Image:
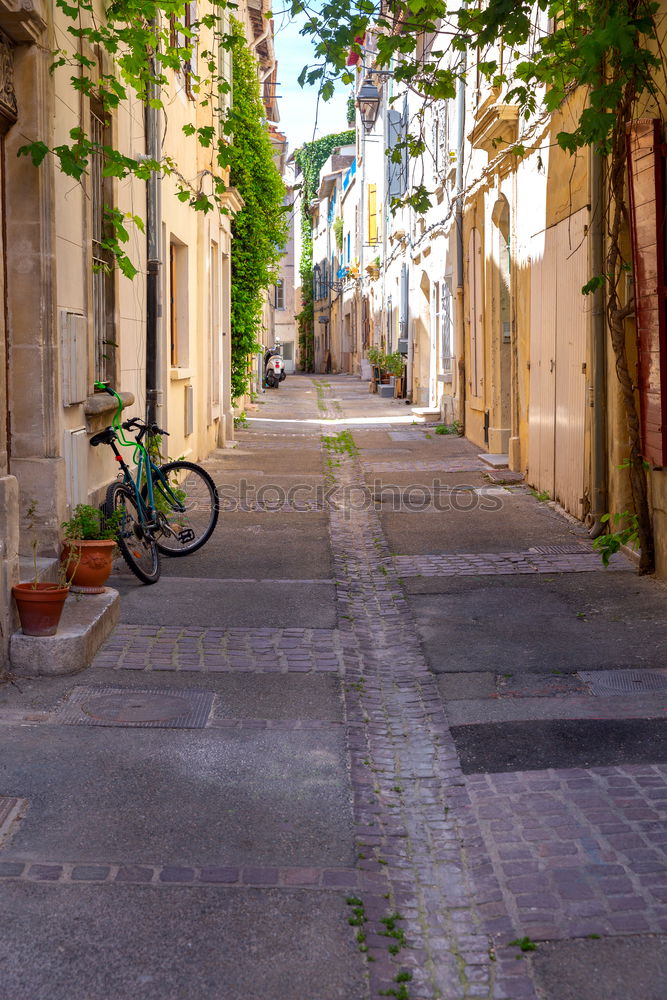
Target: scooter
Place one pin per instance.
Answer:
(274, 369)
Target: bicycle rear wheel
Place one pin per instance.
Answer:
(136, 544)
(187, 503)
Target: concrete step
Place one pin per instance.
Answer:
(495, 461)
(86, 623)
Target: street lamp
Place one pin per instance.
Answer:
(368, 102)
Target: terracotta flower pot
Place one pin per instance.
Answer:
(88, 564)
(40, 606)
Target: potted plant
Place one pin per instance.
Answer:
(376, 356)
(373, 269)
(88, 550)
(40, 604)
(393, 363)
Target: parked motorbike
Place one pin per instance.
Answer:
(274, 368)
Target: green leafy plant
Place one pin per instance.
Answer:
(394, 363)
(524, 943)
(89, 523)
(377, 357)
(338, 232)
(628, 534)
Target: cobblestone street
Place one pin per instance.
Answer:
(402, 738)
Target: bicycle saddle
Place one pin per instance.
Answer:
(104, 437)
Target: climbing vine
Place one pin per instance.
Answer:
(131, 54)
(310, 158)
(259, 230)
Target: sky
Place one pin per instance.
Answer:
(300, 118)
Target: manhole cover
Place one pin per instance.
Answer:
(157, 707)
(139, 707)
(624, 681)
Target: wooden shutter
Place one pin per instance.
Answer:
(372, 214)
(647, 228)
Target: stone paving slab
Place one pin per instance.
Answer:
(209, 797)
(194, 649)
(171, 943)
(560, 742)
(220, 875)
(544, 627)
(573, 852)
(445, 465)
(219, 602)
(465, 712)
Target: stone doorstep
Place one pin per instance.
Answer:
(87, 621)
(495, 461)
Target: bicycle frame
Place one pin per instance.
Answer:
(145, 468)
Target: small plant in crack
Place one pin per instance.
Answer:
(524, 944)
(393, 931)
(400, 991)
(358, 919)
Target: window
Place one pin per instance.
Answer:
(101, 196)
(215, 332)
(181, 39)
(372, 214)
(476, 316)
(446, 320)
(178, 303)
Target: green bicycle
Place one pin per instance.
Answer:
(169, 509)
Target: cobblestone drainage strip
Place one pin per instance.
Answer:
(159, 708)
(606, 682)
(11, 813)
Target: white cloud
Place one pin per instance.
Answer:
(302, 118)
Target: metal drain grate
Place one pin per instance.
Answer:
(152, 708)
(603, 682)
(562, 550)
(11, 812)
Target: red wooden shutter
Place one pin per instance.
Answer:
(648, 258)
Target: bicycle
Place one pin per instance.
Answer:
(169, 509)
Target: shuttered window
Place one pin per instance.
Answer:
(372, 214)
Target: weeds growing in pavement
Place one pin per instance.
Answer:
(542, 496)
(524, 943)
(341, 443)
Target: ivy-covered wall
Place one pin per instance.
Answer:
(310, 158)
(259, 231)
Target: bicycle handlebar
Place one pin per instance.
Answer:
(128, 424)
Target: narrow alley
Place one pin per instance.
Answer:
(356, 746)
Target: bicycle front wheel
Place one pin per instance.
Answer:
(187, 503)
(137, 545)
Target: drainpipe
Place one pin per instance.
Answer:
(153, 224)
(597, 385)
(460, 146)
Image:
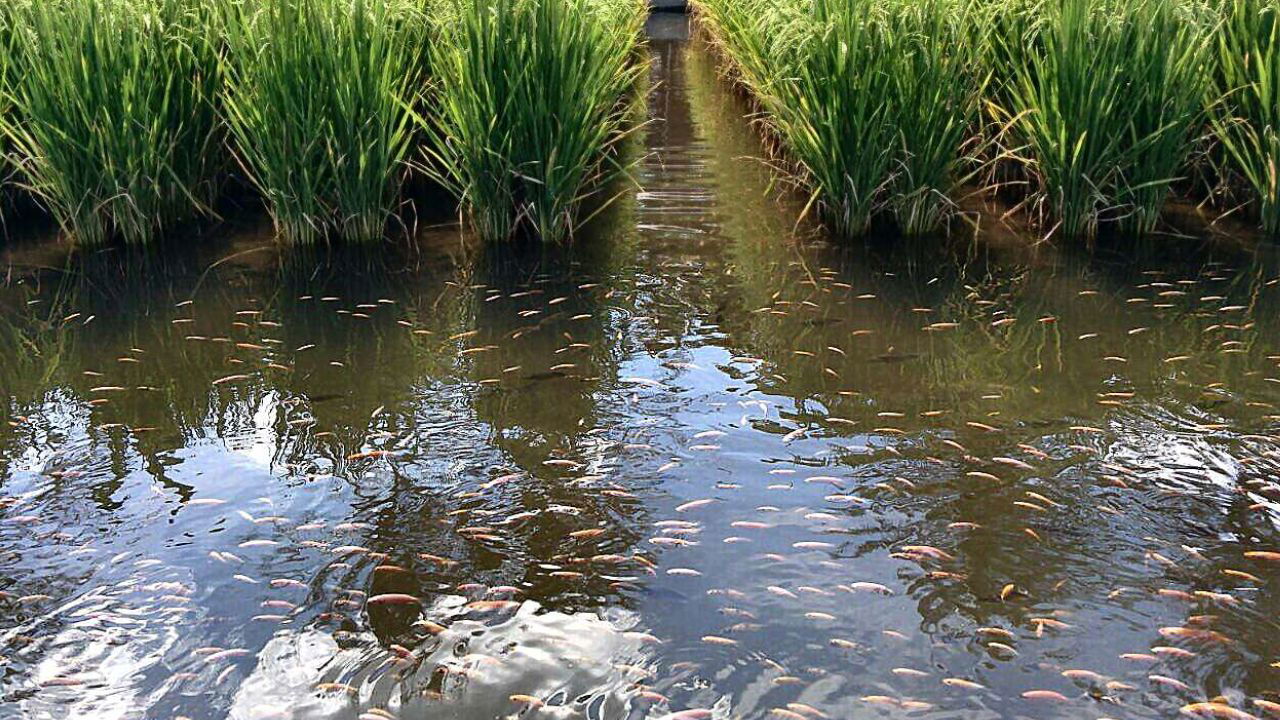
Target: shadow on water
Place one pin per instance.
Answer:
(704, 459)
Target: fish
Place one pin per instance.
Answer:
(1216, 710)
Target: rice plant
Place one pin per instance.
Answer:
(318, 101)
(873, 101)
(112, 121)
(1246, 112)
(529, 106)
(1102, 103)
(8, 72)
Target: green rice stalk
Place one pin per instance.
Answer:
(318, 101)
(1104, 104)
(1246, 112)
(873, 101)
(112, 121)
(529, 109)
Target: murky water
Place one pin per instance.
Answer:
(705, 461)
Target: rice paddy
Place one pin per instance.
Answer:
(124, 118)
(319, 101)
(1087, 115)
(704, 463)
(530, 106)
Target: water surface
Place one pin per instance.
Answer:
(705, 460)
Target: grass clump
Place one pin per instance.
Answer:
(873, 100)
(1246, 113)
(1102, 103)
(529, 106)
(110, 114)
(318, 103)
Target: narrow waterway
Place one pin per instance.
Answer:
(703, 464)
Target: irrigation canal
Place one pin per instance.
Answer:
(704, 465)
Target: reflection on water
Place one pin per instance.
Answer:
(704, 465)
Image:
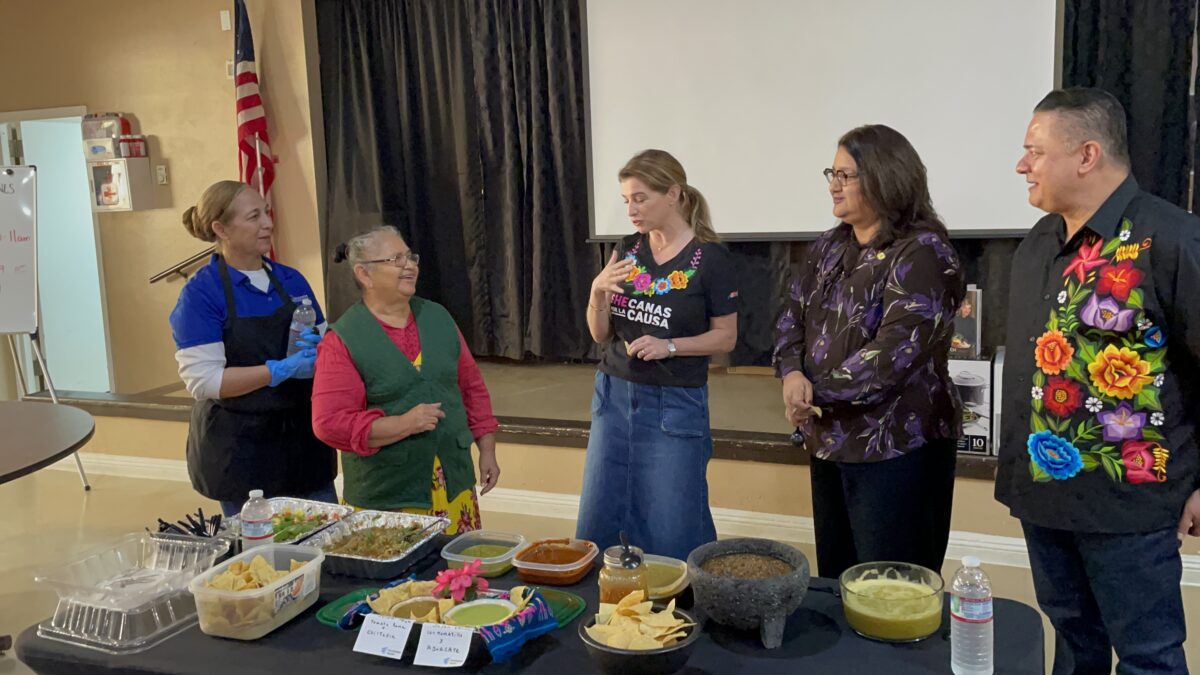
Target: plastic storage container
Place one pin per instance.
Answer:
(249, 615)
(492, 566)
(539, 562)
(130, 595)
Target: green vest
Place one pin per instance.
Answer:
(400, 475)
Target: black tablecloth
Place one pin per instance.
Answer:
(816, 640)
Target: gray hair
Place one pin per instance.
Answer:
(1091, 114)
(363, 248)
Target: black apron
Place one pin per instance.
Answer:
(262, 440)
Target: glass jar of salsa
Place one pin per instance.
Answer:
(617, 580)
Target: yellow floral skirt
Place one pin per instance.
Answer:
(462, 511)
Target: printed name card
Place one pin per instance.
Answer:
(384, 635)
(443, 646)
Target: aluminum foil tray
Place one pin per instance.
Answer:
(369, 567)
(233, 524)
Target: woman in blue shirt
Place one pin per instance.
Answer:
(251, 424)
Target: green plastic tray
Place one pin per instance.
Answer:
(564, 605)
(333, 613)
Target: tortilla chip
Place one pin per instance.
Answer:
(631, 599)
(643, 643)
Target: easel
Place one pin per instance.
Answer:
(49, 386)
(35, 324)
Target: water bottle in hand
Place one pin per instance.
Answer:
(304, 318)
(256, 521)
(971, 620)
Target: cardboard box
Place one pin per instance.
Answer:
(972, 377)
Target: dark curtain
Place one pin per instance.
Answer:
(1140, 51)
(461, 123)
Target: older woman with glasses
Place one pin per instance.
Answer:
(862, 348)
(399, 392)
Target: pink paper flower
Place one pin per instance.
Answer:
(461, 584)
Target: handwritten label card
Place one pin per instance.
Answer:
(384, 635)
(443, 646)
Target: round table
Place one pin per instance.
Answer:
(37, 435)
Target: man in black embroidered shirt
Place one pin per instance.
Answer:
(1098, 455)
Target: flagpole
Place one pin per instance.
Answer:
(258, 167)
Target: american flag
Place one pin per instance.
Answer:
(255, 161)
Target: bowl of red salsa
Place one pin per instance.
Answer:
(556, 562)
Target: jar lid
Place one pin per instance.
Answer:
(612, 555)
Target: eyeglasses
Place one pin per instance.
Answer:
(399, 260)
(843, 177)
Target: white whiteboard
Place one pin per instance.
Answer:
(18, 250)
(753, 96)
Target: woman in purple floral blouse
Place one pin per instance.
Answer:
(862, 350)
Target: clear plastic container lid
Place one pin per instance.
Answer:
(455, 550)
(132, 571)
(130, 595)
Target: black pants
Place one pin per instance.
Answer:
(897, 509)
(1105, 591)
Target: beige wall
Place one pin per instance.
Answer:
(549, 469)
(169, 75)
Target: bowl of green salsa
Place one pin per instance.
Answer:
(495, 550)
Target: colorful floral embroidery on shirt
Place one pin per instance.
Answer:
(646, 285)
(1099, 369)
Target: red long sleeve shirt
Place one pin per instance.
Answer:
(340, 413)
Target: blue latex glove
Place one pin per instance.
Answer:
(310, 339)
(299, 364)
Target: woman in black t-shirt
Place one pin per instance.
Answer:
(663, 305)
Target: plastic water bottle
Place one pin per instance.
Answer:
(971, 620)
(304, 318)
(256, 521)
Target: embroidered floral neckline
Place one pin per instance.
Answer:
(645, 282)
(1101, 352)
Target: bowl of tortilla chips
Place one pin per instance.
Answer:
(256, 592)
(639, 637)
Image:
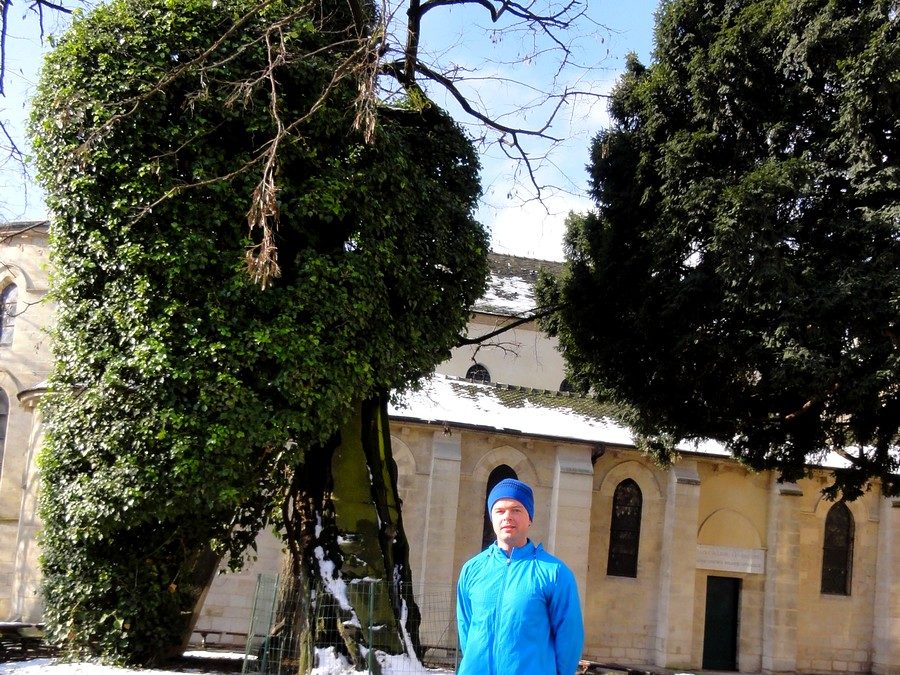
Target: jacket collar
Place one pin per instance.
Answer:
(529, 550)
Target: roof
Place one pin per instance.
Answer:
(510, 290)
(536, 413)
(517, 410)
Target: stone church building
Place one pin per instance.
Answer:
(700, 565)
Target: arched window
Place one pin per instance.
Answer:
(500, 473)
(7, 313)
(625, 530)
(478, 373)
(837, 550)
(4, 416)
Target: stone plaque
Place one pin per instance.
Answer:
(731, 559)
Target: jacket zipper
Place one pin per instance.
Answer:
(502, 595)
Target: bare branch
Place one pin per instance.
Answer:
(534, 315)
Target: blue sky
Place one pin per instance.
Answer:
(519, 224)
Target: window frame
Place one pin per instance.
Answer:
(8, 312)
(625, 535)
(838, 540)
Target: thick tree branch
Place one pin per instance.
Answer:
(538, 313)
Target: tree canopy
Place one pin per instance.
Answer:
(184, 393)
(740, 277)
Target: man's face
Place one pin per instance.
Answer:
(511, 523)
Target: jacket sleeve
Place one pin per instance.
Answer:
(567, 623)
(463, 608)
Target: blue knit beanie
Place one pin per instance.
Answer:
(510, 488)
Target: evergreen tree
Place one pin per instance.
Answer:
(740, 278)
(191, 404)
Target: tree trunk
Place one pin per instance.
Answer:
(347, 583)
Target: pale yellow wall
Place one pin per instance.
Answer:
(523, 356)
(620, 612)
(733, 505)
(23, 364)
(837, 633)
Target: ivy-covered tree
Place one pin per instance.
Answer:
(740, 278)
(192, 404)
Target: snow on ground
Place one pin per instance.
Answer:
(329, 664)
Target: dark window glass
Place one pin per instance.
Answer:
(7, 313)
(625, 530)
(837, 551)
(502, 472)
(4, 416)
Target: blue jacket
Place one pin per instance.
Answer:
(518, 615)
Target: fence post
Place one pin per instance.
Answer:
(370, 655)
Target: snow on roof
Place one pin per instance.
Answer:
(511, 284)
(510, 409)
(534, 412)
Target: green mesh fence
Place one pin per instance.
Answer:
(272, 642)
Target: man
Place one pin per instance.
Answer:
(517, 606)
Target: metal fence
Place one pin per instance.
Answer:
(272, 645)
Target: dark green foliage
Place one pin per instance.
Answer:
(740, 279)
(183, 391)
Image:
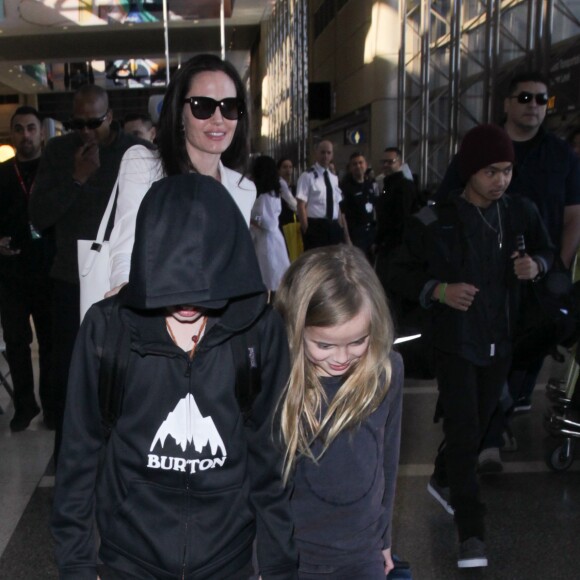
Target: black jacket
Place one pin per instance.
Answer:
(445, 243)
(185, 482)
(394, 208)
(546, 172)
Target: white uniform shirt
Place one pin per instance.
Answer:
(312, 190)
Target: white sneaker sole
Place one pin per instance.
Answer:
(472, 563)
(446, 506)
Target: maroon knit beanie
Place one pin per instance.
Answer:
(483, 146)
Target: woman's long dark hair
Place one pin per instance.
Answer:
(170, 133)
(265, 175)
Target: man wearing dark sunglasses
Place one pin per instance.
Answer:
(547, 172)
(74, 181)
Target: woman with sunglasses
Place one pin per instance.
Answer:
(203, 128)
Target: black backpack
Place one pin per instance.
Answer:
(115, 361)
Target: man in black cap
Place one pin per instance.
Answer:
(464, 260)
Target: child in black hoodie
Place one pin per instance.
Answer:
(186, 480)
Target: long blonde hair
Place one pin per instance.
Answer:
(327, 287)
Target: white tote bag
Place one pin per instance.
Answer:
(93, 259)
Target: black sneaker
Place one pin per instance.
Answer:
(21, 420)
(472, 554)
(441, 494)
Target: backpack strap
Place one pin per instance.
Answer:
(113, 368)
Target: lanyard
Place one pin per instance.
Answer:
(21, 181)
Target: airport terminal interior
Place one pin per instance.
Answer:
(364, 74)
(533, 521)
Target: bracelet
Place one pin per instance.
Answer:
(442, 289)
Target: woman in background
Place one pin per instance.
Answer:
(268, 240)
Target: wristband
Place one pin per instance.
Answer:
(442, 289)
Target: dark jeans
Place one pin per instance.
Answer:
(521, 383)
(21, 299)
(322, 232)
(66, 322)
(468, 396)
(362, 571)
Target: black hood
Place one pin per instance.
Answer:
(192, 246)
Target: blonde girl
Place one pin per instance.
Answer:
(341, 414)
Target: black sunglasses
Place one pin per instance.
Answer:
(203, 108)
(90, 124)
(525, 97)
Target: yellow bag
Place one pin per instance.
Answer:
(293, 237)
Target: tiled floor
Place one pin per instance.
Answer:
(533, 514)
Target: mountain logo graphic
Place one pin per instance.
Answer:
(187, 425)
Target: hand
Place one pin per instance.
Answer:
(87, 161)
(114, 290)
(5, 249)
(525, 267)
(388, 560)
(459, 296)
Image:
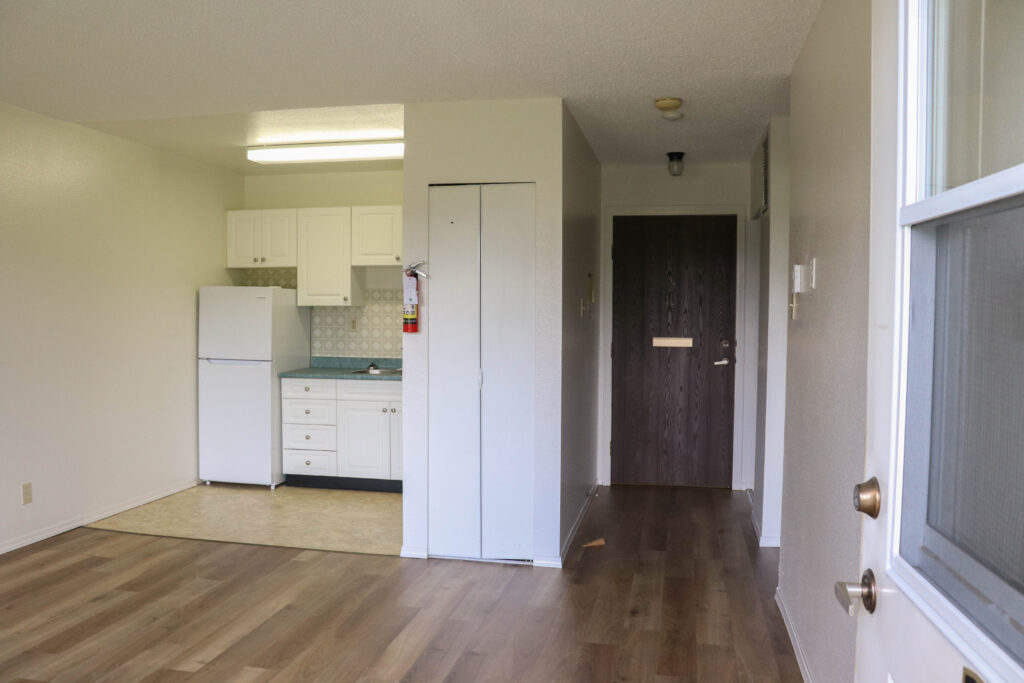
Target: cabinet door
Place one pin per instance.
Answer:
(279, 239)
(325, 266)
(364, 439)
(377, 236)
(243, 239)
(395, 440)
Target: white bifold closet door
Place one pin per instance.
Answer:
(480, 308)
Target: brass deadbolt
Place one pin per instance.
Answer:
(867, 498)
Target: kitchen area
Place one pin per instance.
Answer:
(299, 372)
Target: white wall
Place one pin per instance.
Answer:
(104, 243)
(713, 188)
(772, 329)
(581, 249)
(487, 141)
(316, 189)
(829, 123)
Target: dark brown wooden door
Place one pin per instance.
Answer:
(671, 407)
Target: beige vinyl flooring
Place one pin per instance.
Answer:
(353, 521)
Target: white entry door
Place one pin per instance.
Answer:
(945, 355)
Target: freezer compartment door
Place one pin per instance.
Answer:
(235, 422)
(236, 323)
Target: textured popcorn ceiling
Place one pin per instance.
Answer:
(115, 60)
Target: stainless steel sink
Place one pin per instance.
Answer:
(378, 371)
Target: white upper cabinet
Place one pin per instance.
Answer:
(261, 239)
(377, 236)
(279, 235)
(325, 263)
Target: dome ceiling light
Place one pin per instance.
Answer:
(669, 107)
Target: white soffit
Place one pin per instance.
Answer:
(221, 139)
(97, 61)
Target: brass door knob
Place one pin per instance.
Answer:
(866, 591)
(867, 498)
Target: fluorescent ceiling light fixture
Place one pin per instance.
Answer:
(327, 152)
(311, 136)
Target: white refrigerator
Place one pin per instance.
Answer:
(247, 335)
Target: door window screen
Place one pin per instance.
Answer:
(963, 517)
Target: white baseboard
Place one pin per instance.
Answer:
(40, 535)
(553, 562)
(798, 647)
(576, 526)
(88, 518)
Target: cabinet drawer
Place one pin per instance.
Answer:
(314, 463)
(300, 388)
(307, 412)
(370, 390)
(313, 437)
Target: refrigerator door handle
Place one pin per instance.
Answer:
(226, 361)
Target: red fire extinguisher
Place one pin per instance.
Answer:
(411, 299)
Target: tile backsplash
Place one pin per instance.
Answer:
(370, 331)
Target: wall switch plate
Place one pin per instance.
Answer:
(801, 279)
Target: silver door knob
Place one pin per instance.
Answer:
(866, 591)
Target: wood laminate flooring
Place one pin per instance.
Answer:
(680, 592)
(353, 521)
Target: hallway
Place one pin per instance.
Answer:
(680, 592)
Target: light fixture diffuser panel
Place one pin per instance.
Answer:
(327, 152)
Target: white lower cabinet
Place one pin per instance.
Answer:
(365, 446)
(357, 435)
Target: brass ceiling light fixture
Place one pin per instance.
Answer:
(669, 107)
(676, 162)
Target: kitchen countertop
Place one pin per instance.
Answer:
(333, 368)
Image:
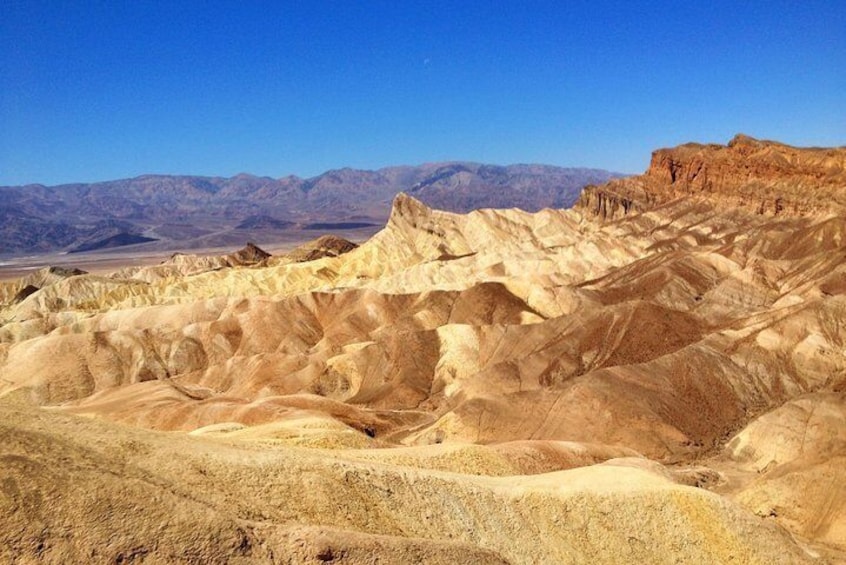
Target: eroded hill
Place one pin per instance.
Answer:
(657, 375)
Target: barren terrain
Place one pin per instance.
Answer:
(655, 376)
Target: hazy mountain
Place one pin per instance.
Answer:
(178, 208)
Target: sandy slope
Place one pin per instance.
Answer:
(548, 387)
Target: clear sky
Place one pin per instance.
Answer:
(103, 90)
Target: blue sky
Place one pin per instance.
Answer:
(103, 90)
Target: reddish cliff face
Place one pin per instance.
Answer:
(763, 177)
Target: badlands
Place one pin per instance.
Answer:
(657, 375)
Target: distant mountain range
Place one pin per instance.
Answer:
(193, 211)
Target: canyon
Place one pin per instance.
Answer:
(655, 375)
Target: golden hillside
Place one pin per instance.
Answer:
(656, 376)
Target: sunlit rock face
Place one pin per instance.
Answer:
(656, 375)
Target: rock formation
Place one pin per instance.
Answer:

Task details: In the records above, how many lines include the string "metal"? Answer with only the number.

Reply to the task: 2